» SELECTED TEXT:
____________________
Gene–gene association

To consider multiple layers of gene organization, we constructed a multilayer gene network from different sources.

Omnipath [45, 46] is a meta resource of a multitude of biological knowledge databases, and we curated a network by connecting two genes if a resource provides a co-membership for a signaling pathway. We used the number of resources that reported a relationship as an estimate for the confidence in the relationship, which we introduced as edge weights in the Omnipath layer.

The protein–protein interaction (PPI) network was constructed based on the union of publicly available data from experimental and literature curated data (HuRi-union [47]) [48].

Gene Ontology (GO) gene networks have been constructed before, and we used the GO networks constructed by [49].

Each gene network was reduced to remove loops and multiple edges. To filter for genes relevant in cardiac tissue, gene networks were subset to genes expressed in the human heart on RNA or protein level. For protein expression, we used proteomic data [50, 51], where we selected all peptides that were detected in the human heart and used the leading gene associated with each peptide. For gene expression, we selected genes that were detected in the heart tissue in the Genotype-Tissue Expression (GTEx) Project v8 with a transcript per million value > 1 [52]. We chose this threshold to discard non-expressed genes but include lowly expressed genes. To ensure that gene programs only active in diseased hearts were also captured, we also included genes that were captured in a meta-analysis of HF transcriptomes [32, 33].

Disease–gene prediction and prioritization

To predict genes from diseases within the HFhetnet, we relied on a network propagation algorithm developed for multilayer networks (random walk with restart on multiplex heterogeneous networks; RWR-MH [53]). This algorithm is an extension of the random walk algorithm that tries to find a stationary distribution of probabilities that a node is visited when a random walk on the network is initiated in a set of seed nodes.

We assessed the performance of the link prediction task within the HFhetnet. For a given disease that was present in the HFhetnet and directly linked to two or more genes, we attempted to predict those genes after removing the direct links from the HFhetnet and running RWR-MH with the disease as seed node. The position of the target genes in the resulting probability ranking was then assessed with multiple metrics to estimate success of disease gene recovery (Additional file 1: Supplementary Methods).

For HFpEF and HFrEF gene prediction, we applied the RWR-MH, using the comorbidity profiles from the patient classifier as the seed nodes in the HFhetnet. This yielded two vectors of RW probabilities for each comorbidity profile. The top 500 genes yielded non-zero probability values for each profile. To select gene candidates that were differently ranked, we calculated a prioritization score for HFpEF and HFrEF. For this, we calculated \(G_i= {P_i}*|\Delta R_i|\).

G is the gene prioritization score, P is the RW-based probability, ΔR is the rank difference between HFpEF and HFrEF rankings for gene i.

Transcriptome analysis

We filtered lowly expressed genes and normalized samples using the Trimmed mean of M-values (edgeR [54]) and subsequent variance-stabilizing transformation (limma voom) and performed differential expression analysis (limma [55]. We performed principal component analysis and Gene Ontology enrichment with the enrichr [56] R package. For the overrepresentation analysis, we ranked genes by t-statistic and performed gene set enrichment analysis (fgsea R package [57]) of the top predicted HFpEF and HFrEF genes using different cut-offs.
____________________
[Items listed in a dataset]
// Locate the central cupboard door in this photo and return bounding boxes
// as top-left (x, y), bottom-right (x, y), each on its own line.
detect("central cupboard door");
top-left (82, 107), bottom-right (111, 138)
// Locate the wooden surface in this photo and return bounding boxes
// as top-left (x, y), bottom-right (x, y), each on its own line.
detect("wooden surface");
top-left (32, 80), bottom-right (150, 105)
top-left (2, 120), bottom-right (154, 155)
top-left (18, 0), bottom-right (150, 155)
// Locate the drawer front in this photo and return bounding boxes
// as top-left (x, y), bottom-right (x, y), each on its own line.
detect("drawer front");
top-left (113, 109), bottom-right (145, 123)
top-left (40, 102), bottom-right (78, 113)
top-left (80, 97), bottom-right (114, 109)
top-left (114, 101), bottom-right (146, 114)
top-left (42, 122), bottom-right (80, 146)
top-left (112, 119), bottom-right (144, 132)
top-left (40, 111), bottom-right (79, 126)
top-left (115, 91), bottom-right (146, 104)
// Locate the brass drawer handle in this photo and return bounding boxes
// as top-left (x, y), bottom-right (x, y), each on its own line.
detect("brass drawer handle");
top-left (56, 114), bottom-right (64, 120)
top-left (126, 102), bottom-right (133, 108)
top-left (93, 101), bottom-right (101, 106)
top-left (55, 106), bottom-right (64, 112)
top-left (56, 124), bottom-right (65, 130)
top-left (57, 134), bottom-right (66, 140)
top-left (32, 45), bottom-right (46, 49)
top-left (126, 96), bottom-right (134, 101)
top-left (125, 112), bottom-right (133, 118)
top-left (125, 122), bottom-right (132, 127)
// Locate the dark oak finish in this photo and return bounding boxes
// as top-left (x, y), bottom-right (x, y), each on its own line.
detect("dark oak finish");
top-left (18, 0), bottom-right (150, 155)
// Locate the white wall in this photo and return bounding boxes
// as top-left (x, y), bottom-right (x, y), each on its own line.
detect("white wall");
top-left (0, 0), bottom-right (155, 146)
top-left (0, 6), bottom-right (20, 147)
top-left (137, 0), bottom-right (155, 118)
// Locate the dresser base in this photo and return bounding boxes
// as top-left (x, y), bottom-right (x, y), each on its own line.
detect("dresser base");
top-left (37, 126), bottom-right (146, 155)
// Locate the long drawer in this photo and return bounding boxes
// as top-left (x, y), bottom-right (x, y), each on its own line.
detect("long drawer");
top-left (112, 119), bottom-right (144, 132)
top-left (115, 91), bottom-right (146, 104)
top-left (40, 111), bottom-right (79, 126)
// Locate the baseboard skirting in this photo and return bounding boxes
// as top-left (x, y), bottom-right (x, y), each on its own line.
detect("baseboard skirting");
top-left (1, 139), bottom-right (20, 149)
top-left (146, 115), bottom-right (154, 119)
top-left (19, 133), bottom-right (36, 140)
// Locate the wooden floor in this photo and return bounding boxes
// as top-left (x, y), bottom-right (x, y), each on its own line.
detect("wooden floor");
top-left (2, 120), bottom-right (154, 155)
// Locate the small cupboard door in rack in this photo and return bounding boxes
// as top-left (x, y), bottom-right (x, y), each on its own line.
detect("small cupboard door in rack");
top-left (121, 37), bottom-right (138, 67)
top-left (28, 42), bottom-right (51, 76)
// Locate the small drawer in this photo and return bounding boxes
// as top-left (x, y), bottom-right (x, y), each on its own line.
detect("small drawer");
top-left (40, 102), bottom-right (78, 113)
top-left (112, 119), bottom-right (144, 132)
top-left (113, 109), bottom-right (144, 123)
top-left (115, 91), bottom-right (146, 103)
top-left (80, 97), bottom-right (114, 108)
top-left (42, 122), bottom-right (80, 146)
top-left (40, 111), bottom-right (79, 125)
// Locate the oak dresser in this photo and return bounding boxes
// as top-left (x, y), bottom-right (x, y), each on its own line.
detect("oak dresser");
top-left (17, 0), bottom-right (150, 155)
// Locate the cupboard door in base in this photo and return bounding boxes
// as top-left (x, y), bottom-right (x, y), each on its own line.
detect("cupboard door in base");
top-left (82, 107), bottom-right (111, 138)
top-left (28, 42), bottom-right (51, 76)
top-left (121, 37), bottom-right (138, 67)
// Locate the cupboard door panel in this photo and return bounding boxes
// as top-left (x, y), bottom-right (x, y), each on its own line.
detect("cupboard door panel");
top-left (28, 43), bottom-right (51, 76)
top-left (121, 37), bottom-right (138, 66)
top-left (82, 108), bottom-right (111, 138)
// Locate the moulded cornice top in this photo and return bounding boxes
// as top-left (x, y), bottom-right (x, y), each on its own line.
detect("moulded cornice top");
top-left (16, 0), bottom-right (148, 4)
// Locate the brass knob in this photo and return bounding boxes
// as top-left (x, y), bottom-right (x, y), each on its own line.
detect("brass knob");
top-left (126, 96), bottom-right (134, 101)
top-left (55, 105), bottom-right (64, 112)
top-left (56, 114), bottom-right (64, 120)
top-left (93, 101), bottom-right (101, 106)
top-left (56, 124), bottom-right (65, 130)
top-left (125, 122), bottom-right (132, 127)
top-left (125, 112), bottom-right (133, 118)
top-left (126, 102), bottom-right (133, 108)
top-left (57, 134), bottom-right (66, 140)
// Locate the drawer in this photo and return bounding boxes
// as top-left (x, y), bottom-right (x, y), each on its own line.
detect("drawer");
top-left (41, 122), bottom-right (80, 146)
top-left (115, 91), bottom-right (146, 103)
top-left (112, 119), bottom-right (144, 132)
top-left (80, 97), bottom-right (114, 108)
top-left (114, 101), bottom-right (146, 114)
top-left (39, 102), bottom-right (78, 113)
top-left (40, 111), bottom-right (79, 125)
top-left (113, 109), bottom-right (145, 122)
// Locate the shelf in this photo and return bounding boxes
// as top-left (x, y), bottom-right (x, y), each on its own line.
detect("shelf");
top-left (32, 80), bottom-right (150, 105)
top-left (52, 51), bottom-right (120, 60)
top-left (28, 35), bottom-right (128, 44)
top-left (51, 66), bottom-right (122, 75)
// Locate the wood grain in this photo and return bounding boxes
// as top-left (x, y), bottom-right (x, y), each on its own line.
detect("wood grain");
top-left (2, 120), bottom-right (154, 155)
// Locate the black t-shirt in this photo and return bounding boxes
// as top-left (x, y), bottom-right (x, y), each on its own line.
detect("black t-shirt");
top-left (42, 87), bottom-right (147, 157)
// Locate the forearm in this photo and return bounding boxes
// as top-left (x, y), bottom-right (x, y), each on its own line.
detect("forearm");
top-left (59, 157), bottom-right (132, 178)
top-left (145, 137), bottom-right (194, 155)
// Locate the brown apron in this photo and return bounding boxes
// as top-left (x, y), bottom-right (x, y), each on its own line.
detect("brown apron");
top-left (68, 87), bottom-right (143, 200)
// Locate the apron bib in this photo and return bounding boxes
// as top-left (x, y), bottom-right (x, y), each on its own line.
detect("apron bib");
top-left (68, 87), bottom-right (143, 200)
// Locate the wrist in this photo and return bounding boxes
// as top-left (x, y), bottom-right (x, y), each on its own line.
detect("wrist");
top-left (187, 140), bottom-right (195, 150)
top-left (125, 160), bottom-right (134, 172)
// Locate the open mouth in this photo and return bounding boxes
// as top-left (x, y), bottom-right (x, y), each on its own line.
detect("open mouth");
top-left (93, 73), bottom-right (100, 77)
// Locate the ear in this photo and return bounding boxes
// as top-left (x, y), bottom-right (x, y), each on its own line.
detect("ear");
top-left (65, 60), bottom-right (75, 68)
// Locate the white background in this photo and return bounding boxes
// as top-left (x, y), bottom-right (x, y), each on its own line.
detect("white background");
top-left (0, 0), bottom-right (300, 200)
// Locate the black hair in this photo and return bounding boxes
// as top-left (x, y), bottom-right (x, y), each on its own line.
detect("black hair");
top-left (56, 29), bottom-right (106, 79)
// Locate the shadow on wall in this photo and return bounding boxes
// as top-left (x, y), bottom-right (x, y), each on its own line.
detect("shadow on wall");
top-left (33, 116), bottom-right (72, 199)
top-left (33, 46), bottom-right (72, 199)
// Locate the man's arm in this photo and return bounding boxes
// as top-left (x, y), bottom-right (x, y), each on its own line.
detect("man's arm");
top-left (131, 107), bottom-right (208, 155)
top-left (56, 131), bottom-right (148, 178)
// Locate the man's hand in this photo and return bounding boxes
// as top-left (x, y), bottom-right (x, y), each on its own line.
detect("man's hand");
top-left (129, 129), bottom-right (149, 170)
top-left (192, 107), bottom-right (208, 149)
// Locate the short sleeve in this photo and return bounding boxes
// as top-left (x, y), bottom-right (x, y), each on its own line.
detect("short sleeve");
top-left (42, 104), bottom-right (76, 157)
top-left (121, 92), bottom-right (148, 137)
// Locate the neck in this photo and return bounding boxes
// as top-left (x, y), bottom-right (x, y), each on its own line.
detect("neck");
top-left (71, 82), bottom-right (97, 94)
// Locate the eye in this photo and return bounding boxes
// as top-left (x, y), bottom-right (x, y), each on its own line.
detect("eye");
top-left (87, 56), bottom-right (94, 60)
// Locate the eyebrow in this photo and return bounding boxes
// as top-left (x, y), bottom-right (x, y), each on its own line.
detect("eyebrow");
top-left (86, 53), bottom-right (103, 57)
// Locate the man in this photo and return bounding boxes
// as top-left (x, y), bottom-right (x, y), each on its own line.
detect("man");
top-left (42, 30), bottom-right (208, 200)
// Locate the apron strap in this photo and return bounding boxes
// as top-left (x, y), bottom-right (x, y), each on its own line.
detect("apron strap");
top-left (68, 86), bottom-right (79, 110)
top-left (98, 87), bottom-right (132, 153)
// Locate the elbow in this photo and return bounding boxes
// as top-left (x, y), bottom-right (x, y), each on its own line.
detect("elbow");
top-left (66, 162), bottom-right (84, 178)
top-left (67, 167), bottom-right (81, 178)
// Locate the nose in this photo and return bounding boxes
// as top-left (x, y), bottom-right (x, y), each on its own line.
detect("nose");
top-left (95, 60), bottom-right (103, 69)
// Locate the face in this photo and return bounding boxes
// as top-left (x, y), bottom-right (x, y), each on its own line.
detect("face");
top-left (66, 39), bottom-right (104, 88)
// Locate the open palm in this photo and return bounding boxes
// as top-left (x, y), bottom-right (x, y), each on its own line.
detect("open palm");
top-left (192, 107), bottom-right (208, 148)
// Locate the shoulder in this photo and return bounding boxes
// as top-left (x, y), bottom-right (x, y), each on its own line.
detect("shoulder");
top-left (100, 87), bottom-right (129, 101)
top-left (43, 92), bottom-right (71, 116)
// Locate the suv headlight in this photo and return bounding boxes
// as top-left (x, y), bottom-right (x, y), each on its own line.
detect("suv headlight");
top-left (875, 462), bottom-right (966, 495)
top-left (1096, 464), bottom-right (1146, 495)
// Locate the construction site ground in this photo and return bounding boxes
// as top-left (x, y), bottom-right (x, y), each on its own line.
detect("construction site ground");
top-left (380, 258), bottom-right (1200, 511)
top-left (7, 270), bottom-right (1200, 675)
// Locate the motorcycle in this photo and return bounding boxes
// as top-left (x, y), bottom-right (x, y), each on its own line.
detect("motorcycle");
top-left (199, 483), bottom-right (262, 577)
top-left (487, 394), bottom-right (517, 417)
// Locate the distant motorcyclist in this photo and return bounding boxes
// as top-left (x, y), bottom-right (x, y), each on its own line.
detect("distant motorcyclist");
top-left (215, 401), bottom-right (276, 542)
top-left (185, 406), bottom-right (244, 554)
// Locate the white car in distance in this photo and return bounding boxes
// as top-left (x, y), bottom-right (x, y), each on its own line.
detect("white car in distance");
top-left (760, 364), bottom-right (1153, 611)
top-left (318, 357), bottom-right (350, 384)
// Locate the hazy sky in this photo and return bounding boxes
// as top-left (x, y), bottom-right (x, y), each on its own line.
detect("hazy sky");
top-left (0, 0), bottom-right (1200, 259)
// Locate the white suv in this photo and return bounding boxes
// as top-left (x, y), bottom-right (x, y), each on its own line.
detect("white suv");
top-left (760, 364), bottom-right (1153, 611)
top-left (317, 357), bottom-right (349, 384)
____________________
» WHAT THIS EXERCISE ASKS:
a) Translate the following sentence from the methods text into French: "We chose this threshold to discard non-expressed genes but include lowly expressed genes."
b) Reproduce the part of the methods text between "Gene–gene association" and "(HuRi-union [47]) [48].", inclusive.

» ANSWERS GIVEN:
a) Nous avons choisi ce seuil afin d'écarter les gènes non exprimés tout en incluant les gènes faiblement exprimés.

b)
Gene–gene association

To consider multiple layers of gene organization, we constructed a multilayer gene network from different sources.

Omnipath [45, 46] is a meta resource of a multitude of biological knowledge databases, and we curated a network by connecting two genes if a resource provides a co-membership for a signaling pathway. We used the number of resources that reported a relationship as an estimate for the confidence in the relationship, which we introduced as edge weights in the Omnipath layer.

The protein–protein interaction (PPI) network was constructed based on the union of publicly available data from experimental and literature curated data (HuRi-union [47]) [48].